BRIEF: Please return the entries, omitting and altering nothing.

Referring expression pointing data
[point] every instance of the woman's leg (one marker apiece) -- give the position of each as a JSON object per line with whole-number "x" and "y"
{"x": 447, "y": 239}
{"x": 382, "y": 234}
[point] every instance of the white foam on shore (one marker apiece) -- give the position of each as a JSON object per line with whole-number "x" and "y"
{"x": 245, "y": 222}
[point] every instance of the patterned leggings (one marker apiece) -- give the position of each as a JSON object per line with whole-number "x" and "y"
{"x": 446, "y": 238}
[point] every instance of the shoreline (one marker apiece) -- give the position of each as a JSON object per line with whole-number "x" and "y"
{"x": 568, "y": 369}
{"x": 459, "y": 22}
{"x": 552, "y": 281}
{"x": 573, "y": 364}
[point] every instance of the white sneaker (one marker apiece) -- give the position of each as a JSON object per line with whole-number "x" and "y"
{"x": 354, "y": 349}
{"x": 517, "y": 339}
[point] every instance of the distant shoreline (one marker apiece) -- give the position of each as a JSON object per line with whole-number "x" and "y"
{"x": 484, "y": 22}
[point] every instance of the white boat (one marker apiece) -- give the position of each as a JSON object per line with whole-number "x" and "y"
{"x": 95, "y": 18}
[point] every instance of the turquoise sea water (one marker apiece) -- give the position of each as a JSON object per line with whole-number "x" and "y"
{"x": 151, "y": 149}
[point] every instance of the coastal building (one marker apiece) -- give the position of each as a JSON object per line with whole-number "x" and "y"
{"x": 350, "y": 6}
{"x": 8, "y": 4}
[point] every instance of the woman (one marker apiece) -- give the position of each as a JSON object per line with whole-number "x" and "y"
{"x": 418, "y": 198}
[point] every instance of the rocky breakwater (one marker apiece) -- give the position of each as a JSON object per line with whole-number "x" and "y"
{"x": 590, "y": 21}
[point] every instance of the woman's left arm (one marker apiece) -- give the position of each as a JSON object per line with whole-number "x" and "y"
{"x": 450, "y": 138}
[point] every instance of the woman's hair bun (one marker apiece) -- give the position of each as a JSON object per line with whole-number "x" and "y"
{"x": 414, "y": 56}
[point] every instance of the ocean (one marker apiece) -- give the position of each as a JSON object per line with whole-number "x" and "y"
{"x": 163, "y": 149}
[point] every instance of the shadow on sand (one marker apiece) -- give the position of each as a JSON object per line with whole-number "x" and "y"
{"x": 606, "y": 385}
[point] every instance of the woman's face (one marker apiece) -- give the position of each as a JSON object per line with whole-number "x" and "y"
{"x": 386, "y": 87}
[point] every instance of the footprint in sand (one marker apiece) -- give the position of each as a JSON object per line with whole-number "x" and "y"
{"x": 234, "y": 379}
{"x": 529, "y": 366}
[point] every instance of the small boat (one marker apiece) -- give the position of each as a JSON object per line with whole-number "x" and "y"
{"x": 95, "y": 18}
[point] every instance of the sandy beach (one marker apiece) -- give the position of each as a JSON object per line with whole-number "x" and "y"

TASK ANSWER:
[point] every instance of the woman's leg (one marker apiece) -- give the position of each as a JSON object per line with whole-number "x" and "y"
{"x": 447, "y": 239}
{"x": 382, "y": 234}
[point] every instance of the white foam on shore (one marker apiece) -- give the position of each as a JSON object per line with whole-number "x" and "y"
{"x": 245, "y": 222}
[point] every instance of the patterned leggings (one marker apiece) -- give the position of each as a JSON object per line with whole-number "x" and "y"
{"x": 446, "y": 238}
[point] every instance of the shoreline (one marker apiece) -- give the position of each as a JSON object per line with whole-number "x" and "y"
{"x": 568, "y": 369}
{"x": 459, "y": 22}
{"x": 552, "y": 281}
{"x": 573, "y": 364}
[point] every instance of the white sneaker (one marker apiece) -- give the position of each as a JSON object per line with whole-number "x" and "y"
{"x": 354, "y": 349}
{"x": 517, "y": 339}
[point] every instance of the distant shoreline (one marker apiece) -- give the position of each as a JSON object per line with whole-number "x" and "y"
{"x": 484, "y": 22}
[point] every instance of the white boat (one marker apiece) -- give the position of each as a JSON object per line with whole-number "x" and "y"
{"x": 95, "y": 18}
[point] every instance of the turquoise sea water (one marker apiece) -- give the position of each as a JSON object per line with whole-number "x" and "y"
{"x": 151, "y": 149}
[point] every instance of the coastal building (one marker apiece) -- give the position of each as a JSON object per line with whole-number "x" and "y"
{"x": 350, "y": 6}
{"x": 8, "y": 4}
[point] every instance of the woman (one marker apiece) -- give the position of each as a JSON object per line with whole-number "x" and "y"
{"x": 418, "y": 198}
[point] every instance of the rocky breakwater (one marker apiece) -- give the position of each as a JSON object per line with whole-number "x" and "y"
{"x": 590, "y": 21}
[point] every instance of the woman's left arm (one marker apiece) -- give the position of each as a JSON object per line with whole-number "x" and "y"
{"x": 450, "y": 138}
[point] every instance of the woman's hair bun (one marker apiece) -- give the position of each as a JSON object per line with whole-number "x" and "y"
{"x": 414, "y": 56}
[point] every instance of the ocean (one marker apiece) -- give the position of each as a JSON object per line with whole-number "x" and "y"
{"x": 163, "y": 149}
[point] every instance of the shadow on sand (one marker apiece) -- give the position of each as a JSON object per line with whole-number "x" and "y"
{"x": 606, "y": 385}
[point] every instance of the woman's face (one marker apiece) -- give the position of each as a JSON object per line with whole-number "x" and "y"
{"x": 386, "y": 87}
[point] every instance of the footprint in sand (one marker apiece) -- give the position of each as a JSON object per line with whole-number "x" and "y"
{"x": 234, "y": 379}
{"x": 529, "y": 366}
[point] every instance of the small boat (one marker apiece) -- give the position of each as a JSON object per line with whole-number "x" and "y"
{"x": 95, "y": 18}
[point] every instance of the sandy beach (one marker apiece) -- give the position of each as a JSON object per line with whole-number "x" and "y"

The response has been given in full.